Extracted records:
<<<<
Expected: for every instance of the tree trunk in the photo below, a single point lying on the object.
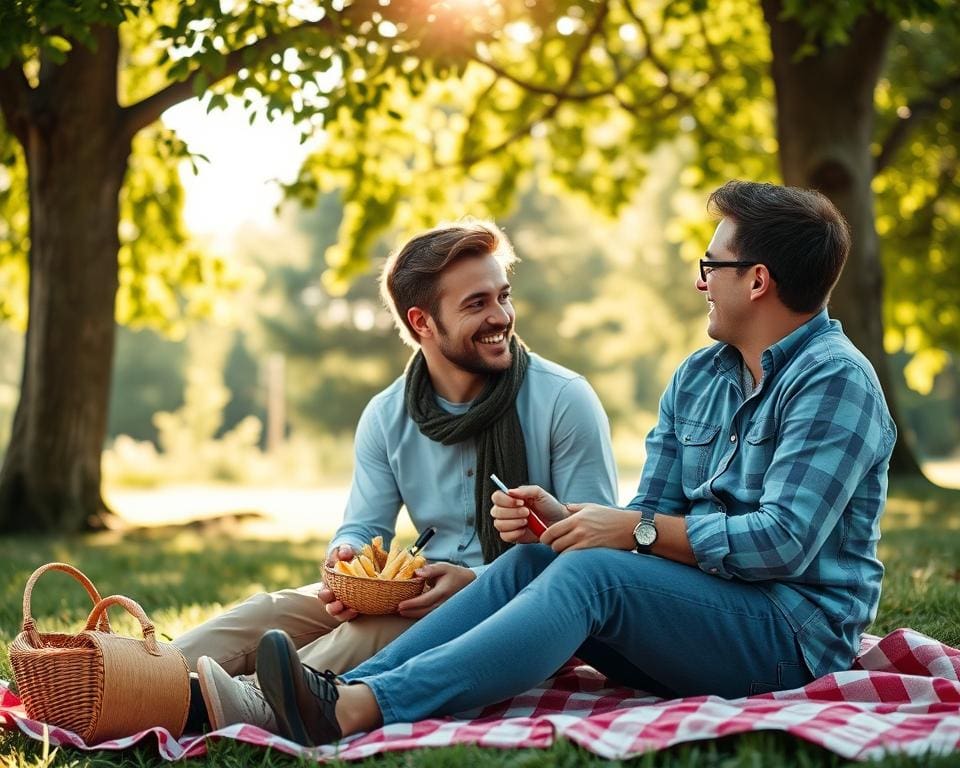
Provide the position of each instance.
(50, 479)
(825, 123)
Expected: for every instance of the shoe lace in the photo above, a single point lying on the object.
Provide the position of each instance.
(326, 690)
(254, 695)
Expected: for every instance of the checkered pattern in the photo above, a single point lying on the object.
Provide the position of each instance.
(785, 488)
(903, 695)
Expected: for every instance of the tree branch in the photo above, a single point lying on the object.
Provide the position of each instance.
(546, 90)
(139, 115)
(918, 111)
(15, 100)
(559, 96)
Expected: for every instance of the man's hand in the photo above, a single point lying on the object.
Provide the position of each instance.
(591, 525)
(510, 512)
(334, 607)
(443, 581)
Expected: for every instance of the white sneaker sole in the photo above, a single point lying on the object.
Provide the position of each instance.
(211, 698)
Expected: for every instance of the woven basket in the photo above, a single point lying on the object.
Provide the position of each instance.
(97, 684)
(371, 596)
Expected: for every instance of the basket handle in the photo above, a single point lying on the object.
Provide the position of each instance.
(133, 607)
(28, 624)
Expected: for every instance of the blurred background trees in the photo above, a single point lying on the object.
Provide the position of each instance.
(592, 129)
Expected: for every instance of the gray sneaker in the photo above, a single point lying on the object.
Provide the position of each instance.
(232, 700)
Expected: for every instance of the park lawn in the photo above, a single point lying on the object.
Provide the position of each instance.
(183, 575)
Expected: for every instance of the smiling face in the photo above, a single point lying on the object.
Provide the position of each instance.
(474, 316)
(727, 290)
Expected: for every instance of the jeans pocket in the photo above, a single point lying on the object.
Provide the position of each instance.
(757, 687)
(792, 675)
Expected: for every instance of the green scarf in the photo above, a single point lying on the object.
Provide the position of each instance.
(491, 421)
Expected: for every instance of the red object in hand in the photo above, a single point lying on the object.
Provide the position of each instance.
(536, 525)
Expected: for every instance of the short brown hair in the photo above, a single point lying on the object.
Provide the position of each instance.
(411, 274)
(798, 234)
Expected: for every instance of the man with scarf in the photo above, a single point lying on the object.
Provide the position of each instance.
(472, 402)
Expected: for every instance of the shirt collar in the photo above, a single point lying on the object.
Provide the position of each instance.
(776, 355)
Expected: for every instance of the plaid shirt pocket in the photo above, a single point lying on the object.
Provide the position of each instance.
(697, 443)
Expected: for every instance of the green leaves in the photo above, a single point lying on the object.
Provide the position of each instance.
(165, 280)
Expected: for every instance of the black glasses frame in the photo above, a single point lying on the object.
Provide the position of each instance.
(707, 264)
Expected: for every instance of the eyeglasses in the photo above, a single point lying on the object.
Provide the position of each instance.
(707, 266)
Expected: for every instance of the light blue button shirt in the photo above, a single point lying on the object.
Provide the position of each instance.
(567, 437)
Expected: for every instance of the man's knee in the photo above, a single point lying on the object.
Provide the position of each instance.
(523, 561)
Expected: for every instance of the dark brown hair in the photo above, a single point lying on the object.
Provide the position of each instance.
(411, 275)
(798, 234)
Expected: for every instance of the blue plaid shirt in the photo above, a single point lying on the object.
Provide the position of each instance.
(785, 487)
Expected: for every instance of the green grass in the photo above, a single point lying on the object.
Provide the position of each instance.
(183, 575)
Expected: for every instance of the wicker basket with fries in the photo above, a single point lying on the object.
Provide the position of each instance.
(375, 582)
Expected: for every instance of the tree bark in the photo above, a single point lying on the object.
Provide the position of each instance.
(76, 159)
(825, 124)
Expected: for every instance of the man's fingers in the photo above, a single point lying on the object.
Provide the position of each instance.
(326, 595)
(512, 524)
(502, 499)
(556, 531)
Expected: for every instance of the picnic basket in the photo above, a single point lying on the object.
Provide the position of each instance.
(95, 683)
(371, 596)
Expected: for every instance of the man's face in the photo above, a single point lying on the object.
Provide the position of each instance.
(475, 318)
(728, 293)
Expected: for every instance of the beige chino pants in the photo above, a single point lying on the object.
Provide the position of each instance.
(231, 638)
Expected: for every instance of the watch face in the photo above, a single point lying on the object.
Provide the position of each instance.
(645, 534)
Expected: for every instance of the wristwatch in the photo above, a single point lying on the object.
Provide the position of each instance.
(645, 534)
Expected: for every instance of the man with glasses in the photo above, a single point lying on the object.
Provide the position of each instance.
(746, 562)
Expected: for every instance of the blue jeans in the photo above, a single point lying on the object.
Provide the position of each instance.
(643, 621)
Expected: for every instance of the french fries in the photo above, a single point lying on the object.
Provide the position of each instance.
(374, 562)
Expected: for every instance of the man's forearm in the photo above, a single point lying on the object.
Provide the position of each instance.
(672, 542)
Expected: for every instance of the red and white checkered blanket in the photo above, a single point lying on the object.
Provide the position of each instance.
(903, 695)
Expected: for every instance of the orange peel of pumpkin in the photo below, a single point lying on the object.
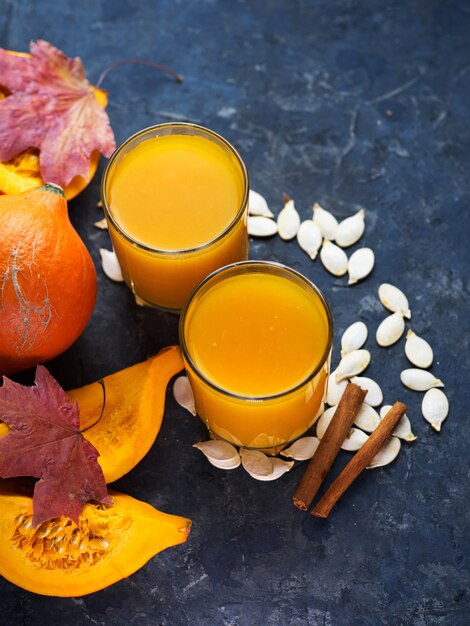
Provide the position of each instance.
(132, 414)
(61, 558)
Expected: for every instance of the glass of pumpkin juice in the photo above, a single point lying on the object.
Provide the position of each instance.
(175, 197)
(256, 339)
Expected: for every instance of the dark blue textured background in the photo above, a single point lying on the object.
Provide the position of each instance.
(352, 104)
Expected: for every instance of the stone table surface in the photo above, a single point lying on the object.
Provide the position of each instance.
(350, 104)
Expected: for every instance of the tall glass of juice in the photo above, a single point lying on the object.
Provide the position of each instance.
(175, 197)
(256, 339)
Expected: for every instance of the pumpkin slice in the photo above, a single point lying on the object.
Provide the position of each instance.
(59, 558)
(133, 411)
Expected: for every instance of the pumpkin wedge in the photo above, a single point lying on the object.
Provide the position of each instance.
(133, 411)
(61, 558)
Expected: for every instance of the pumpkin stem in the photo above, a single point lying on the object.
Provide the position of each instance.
(163, 68)
(103, 387)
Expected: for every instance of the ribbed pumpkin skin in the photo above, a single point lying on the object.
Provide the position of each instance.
(133, 411)
(60, 559)
(47, 279)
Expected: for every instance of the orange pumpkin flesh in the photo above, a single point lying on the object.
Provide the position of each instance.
(59, 558)
(22, 172)
(133, 412)
(47, 278)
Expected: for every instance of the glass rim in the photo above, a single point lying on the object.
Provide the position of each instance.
(263, 265)
(205, 131)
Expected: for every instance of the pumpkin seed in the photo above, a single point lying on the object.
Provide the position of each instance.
(368, 419)
(394, 299)
(326, 222)
(279, 468)
(259, 226)
(403, 428)
(419, 380)
(334, 259)
(288, 221)
(353, 338)
(352, 364)
(387, 453)
(350, 230)
(435, 407)
(221, 454)
(374, 395)
(262, 467)
(257, 205)
(360, 264)
(183, 394)
(390, 330)
(354, 440)
(110, 265)
(335, 390)
(418, 351)
(101, 224)
(309, 238)
(302, 449)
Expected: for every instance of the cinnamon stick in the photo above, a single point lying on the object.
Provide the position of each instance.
(340, 425)
(360, 460)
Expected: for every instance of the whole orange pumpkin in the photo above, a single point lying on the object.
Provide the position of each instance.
(47, 279)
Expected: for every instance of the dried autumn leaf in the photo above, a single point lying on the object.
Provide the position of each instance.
(45, 442)
(52, 107)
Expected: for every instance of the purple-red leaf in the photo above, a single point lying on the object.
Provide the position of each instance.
(45, 442)
(52, 107)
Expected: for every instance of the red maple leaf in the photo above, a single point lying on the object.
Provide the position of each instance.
(51, 107)
(45, 442)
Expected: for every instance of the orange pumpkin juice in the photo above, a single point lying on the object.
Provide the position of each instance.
(175, 197)
(256, 338)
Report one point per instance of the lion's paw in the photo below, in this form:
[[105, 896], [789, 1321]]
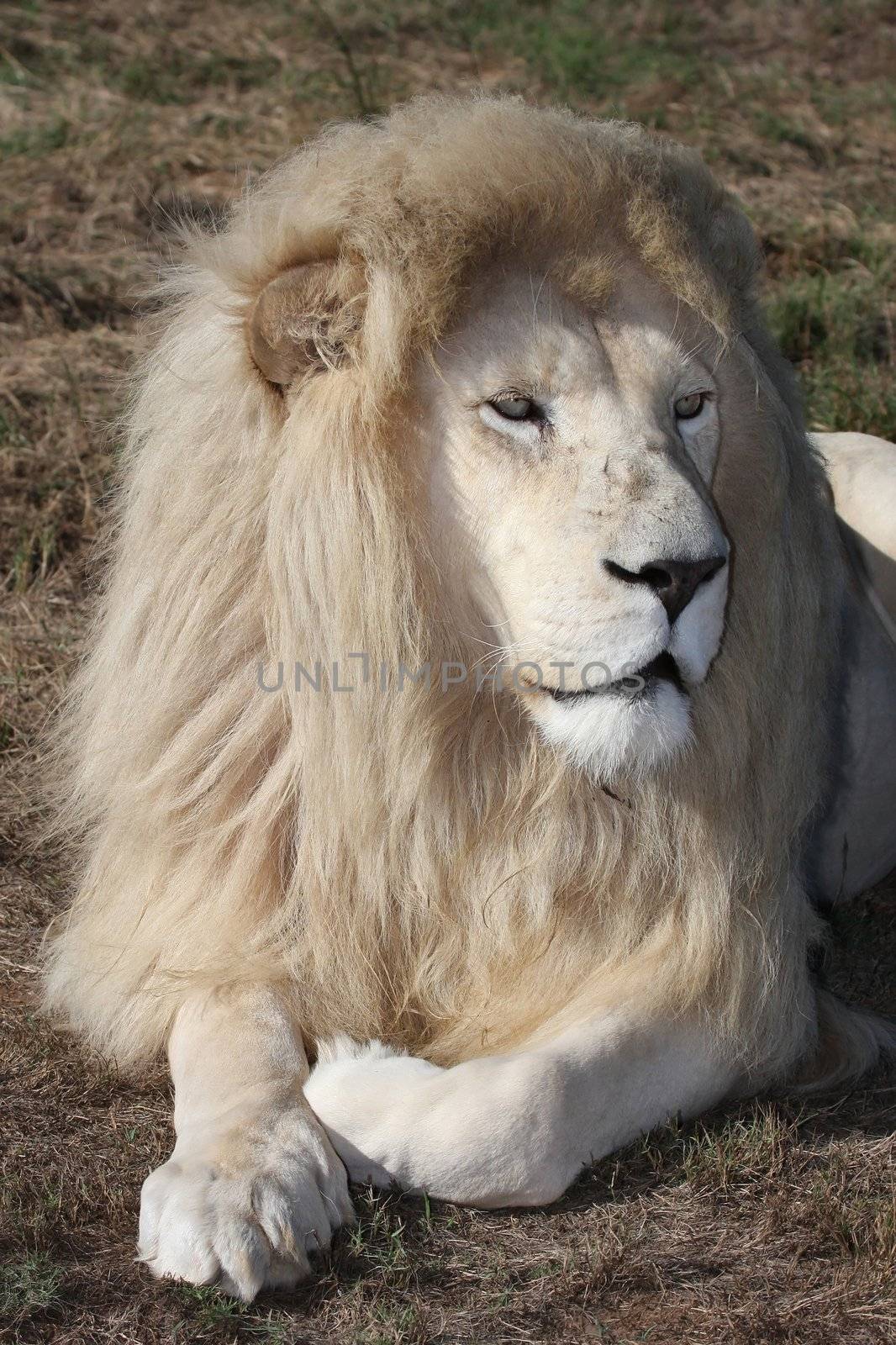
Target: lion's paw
[[245, 1210]]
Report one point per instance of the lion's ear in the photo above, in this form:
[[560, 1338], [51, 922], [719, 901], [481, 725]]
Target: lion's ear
[[303, 319]]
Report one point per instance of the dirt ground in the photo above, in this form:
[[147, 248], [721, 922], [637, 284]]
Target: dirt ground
[[771, 1221]]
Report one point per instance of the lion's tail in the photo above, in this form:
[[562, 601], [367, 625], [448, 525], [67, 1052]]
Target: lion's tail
[[851, 1042]]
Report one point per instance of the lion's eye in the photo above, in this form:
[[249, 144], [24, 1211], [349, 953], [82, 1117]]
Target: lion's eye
[[689, 407], [514, 408]]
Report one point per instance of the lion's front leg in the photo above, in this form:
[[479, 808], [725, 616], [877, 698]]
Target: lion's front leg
[[253, 1184], [514, 1129]]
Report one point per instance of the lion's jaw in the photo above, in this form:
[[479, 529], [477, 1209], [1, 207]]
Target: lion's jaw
[[556, 529]]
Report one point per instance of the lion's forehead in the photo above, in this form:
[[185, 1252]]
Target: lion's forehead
[[524, 331]]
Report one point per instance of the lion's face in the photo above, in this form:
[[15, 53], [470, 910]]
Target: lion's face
[[571, 456]]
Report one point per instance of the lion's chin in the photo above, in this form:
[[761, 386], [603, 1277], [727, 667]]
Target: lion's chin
[[615, 735]]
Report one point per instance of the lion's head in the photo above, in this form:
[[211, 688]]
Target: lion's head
[[568, 447], [478, 387]]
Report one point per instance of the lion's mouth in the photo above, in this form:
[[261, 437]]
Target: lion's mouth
[[634, 685]]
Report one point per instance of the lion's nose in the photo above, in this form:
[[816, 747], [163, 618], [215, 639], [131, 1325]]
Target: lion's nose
[[674, 583]]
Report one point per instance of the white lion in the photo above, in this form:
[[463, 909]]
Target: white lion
[[470, 410]]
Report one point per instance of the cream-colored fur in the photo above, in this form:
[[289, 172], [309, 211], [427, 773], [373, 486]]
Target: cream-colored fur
[[577, 915]]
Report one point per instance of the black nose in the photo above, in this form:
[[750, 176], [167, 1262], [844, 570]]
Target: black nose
[[674, 583]]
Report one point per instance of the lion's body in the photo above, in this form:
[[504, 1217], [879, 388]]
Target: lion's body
[[423, 867]]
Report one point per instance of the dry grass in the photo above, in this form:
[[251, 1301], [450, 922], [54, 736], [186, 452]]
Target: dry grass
[[770, 1221]]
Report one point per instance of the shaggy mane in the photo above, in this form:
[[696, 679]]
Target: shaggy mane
[[420, 867]]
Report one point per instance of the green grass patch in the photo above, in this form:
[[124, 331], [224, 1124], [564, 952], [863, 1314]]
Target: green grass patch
[[27, 1286], [181, 77], [838, 333], [37, 140]]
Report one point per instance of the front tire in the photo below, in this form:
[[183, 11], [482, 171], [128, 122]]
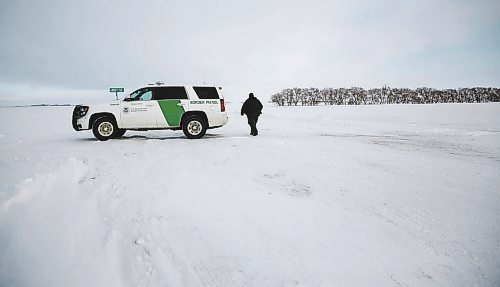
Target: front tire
[[104, 128], [194, 127]]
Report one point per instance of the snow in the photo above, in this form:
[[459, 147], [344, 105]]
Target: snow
[[393, 195]]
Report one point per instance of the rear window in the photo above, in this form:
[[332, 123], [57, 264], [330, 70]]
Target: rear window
[[206, 93], [171, 93]]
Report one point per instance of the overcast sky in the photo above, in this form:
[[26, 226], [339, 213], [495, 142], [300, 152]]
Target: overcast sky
[[73, 51]]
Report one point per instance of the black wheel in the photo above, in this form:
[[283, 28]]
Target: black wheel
[[119, 133], [194, 127], [104, 128]]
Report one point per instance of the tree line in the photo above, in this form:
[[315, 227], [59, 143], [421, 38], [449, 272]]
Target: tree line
[[384, 95]]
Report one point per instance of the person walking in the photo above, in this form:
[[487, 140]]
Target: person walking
[[252, 107]]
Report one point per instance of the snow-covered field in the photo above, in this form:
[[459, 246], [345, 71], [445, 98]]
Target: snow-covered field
[[404, 195]]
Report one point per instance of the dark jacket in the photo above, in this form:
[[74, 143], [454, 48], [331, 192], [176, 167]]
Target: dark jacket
[[252, 107]]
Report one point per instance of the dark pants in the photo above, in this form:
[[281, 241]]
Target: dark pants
[[252, 122]]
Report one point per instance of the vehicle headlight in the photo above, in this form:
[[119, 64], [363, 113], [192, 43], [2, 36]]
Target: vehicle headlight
[[83, 111]]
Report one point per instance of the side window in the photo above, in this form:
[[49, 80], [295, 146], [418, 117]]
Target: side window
[[170, 93], [142, 95], [206, 93]]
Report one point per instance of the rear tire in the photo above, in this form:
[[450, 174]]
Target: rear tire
[[194, 127], [104, 128]]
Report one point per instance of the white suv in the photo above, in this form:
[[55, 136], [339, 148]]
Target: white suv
[[194, 109]]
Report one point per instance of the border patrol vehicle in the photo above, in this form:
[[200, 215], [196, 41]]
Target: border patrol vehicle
[[194, 109]]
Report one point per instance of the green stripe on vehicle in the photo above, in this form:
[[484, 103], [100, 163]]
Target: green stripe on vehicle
[[172, 111]]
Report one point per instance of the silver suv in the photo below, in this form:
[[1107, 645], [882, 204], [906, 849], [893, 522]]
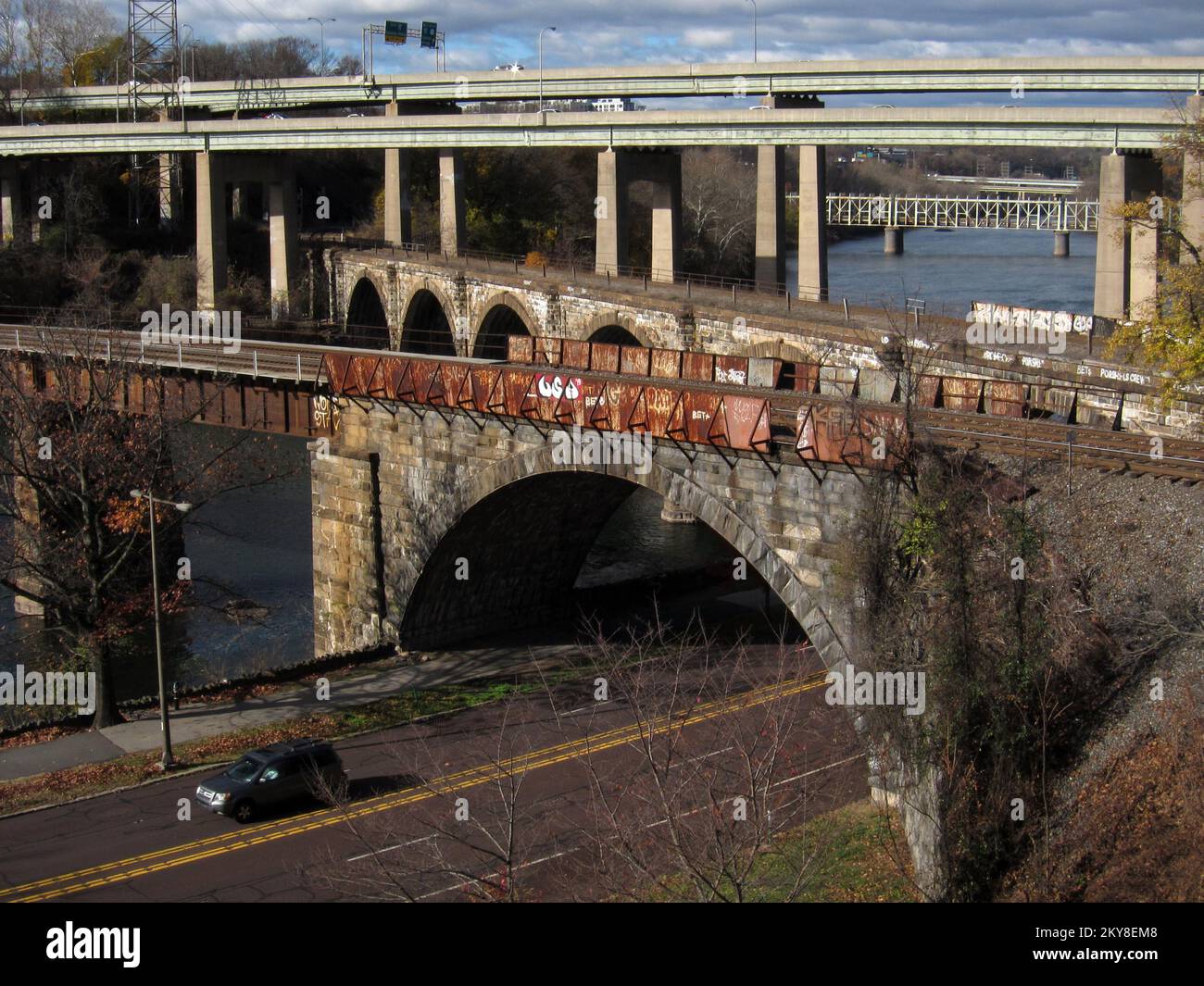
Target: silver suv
[[272, 776]]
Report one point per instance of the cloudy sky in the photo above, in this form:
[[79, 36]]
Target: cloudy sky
[[484, 32]]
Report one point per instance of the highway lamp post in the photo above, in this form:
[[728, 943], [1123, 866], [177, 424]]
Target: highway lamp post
[[168, 761], [180, 81], [541, 64], [321, 22], [754, 31]]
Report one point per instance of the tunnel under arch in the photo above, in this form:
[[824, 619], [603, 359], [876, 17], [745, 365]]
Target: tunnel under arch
[[368, 324], [526, 531], [501, 320], [425, 328], [615, 335]]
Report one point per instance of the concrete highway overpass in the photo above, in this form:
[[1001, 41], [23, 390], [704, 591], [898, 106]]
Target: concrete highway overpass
[[1104, 128], [885, 77]]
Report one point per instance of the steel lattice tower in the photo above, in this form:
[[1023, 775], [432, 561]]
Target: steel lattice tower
[[153, 43]]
>>>>
* **INSTRUCTIONS TO FOLLOW**: Leaving out the pictures, please output the lines in the entries above from the one with "Report one point per instance of the silver" through the one with "[[728, 943], [1123, 866], [177, 424]]", exactly as they are.

* **THE ANSWER**:
Report one point per instance of the silver suv in the photo below, in this form:
[[1107, 645], [882, 204], [906, 849], [893, 522]]
Target: silver suv
[[272, 776]]
Report one point per instance of the cloudy sky in the photo above, in this form:
[[79, 36]]
Target: cloudy sky
[[484, 32]]
Report one point per instance of the highway lamp post in the photo above, in this form:
[[728, 943], [1123, 866], [177, 424]]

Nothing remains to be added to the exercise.